Exactly reproduce the lines from the line that has "Exercise. Identify every instance of the navy" down to the last line of the entries, inclusive.

==== MATERIAL FOR THIS EXERCISE ====

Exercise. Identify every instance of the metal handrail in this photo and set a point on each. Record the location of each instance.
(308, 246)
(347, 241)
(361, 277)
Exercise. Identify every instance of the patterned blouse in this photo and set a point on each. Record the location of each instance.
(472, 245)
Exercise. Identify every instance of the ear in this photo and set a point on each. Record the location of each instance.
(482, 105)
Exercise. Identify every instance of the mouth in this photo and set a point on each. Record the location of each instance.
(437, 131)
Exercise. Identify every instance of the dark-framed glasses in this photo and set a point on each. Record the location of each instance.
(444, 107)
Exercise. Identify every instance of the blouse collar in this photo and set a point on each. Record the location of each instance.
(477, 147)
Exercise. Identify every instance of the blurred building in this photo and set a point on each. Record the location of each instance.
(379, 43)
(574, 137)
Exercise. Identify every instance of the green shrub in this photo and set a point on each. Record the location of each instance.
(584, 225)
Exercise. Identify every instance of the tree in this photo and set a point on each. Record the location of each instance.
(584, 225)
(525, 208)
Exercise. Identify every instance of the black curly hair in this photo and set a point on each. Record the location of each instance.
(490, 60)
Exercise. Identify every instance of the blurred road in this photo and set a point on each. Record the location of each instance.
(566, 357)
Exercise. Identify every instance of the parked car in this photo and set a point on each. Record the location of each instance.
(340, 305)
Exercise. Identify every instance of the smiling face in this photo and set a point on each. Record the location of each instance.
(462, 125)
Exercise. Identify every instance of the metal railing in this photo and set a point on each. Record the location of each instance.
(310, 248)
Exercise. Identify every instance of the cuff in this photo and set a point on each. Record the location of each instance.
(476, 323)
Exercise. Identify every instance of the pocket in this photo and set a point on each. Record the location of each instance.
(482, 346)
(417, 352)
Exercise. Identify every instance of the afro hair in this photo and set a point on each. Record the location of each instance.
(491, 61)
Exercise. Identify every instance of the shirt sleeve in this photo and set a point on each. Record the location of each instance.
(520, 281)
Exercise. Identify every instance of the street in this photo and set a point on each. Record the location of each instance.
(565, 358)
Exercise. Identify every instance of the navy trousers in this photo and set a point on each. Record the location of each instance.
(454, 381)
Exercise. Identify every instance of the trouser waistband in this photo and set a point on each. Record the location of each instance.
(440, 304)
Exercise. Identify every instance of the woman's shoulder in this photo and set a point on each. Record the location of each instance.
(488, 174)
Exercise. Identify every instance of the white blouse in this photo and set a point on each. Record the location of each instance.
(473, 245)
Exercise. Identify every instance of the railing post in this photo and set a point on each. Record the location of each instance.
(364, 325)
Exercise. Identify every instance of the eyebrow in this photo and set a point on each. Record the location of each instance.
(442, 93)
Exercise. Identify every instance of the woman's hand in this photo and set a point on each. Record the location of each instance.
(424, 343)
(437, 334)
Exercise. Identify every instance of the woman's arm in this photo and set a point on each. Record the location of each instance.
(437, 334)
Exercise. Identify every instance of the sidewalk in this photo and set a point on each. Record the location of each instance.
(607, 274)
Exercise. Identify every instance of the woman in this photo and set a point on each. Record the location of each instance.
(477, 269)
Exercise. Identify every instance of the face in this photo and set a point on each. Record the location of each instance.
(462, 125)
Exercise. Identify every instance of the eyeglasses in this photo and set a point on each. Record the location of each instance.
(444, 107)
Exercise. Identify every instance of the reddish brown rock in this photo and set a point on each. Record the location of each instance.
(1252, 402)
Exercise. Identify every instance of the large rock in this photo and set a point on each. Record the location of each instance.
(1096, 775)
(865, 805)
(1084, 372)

====

OUTPUT FOR THIS TASK:
Exercise. Identify every instance of the navy trousers in this photo and set a point on each. Record the location of each instance.
(454, 381)
Exercise. Identify every instance of the trouser waistband in this photo and set a point on each. Record the location of each instance.
(440, 304)
Exercise. Identify every instance of the woman's shoulder in this photo and set a point on each. Record the location of each instance.
(488, 174)
Exercise. Identify every instance of the white blouse in this photo and set a point on each. Record the location of each instance.
(473, 245)
Exercise. Identify every instance of the railing post in this photo and set a point on each. Record the location of each instance.
(364, 325)
Exercise. Identify every instance of the eyebrow in this photo and set a point on each. Record the location of each instance.
(442, 93)
Exercise. Identify every instance of the woman's hand in this photo and set a point on each. Record the location of each instance.
(424, 343)
(437, 334)
Exercise. Identify every instance of the woman's arm in this photo and set a point on each. Record the location of each instance.
(437, 334)
Exercise. Identify every instance of the sidewalk in this photo and set a point on each. Record the location of each instance.
(607, 274)
Exercise. Identify every instance of the woman in this photo and set a point on each. Record the location of each instance.
(477, 269)
Exercise. Identify every instance of the face in this photo and set a point on each. Record the location of each instance.
(462, 125)
Exercise. Identify every instance of the eyeglasses in this photo and set a point on each. Record the location of each instance.
(444, 107)
Exercise. Identify every instance of the reddish brown rock in this photo and set a point on each. Record the location of each instance.
(1252, 402)
Exercise. Identify every instance of the large rock in this photo and set a point on each. Record the location of each instance.
(1096, 775)
(865, 805)
(1084, 372)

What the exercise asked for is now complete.